(DATA)

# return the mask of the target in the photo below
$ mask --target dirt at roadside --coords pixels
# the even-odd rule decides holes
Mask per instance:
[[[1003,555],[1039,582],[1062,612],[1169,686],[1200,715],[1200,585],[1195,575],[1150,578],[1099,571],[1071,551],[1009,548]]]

(End DATA)
(DATA)

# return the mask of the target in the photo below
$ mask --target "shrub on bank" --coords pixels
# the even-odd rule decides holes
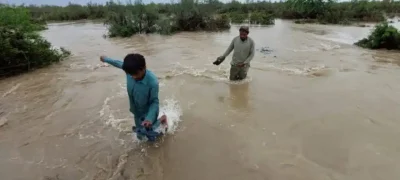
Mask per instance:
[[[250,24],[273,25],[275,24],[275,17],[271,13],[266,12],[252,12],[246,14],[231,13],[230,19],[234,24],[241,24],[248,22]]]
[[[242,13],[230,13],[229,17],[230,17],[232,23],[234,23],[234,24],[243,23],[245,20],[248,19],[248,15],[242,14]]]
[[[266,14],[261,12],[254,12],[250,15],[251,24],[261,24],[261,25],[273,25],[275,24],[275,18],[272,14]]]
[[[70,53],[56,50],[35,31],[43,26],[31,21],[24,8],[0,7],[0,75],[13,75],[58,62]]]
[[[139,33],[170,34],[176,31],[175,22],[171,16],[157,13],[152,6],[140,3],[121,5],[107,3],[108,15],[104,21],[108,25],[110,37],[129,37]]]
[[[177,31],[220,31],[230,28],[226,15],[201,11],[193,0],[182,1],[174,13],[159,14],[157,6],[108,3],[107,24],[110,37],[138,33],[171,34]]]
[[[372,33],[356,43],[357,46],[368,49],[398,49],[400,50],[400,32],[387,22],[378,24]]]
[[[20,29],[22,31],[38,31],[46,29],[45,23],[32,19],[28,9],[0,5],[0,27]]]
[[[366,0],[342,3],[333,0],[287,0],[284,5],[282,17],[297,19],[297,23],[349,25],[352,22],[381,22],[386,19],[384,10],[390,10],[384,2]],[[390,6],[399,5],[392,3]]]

(End DATA)
(DATA)

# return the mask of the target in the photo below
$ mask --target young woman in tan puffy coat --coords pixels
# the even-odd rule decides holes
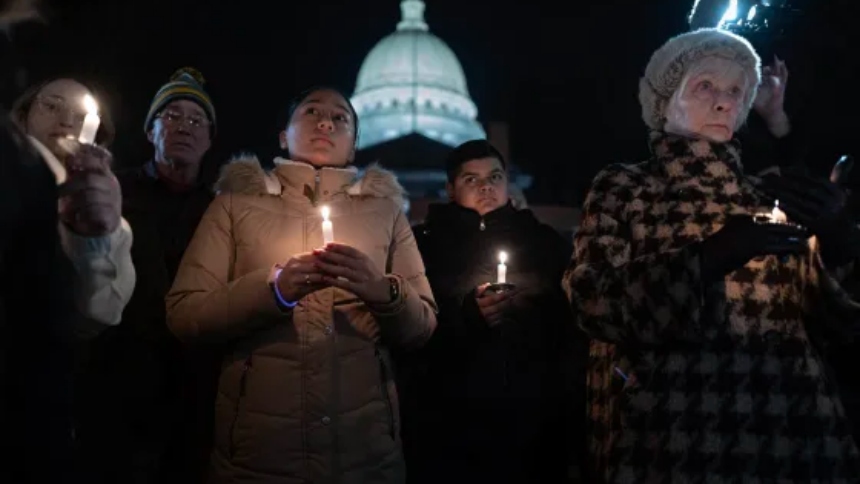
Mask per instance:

(End DATA)

PROBLEM DETAILS:
Give only how many lines above hold "pixels".

YOUR SOLUTION:
3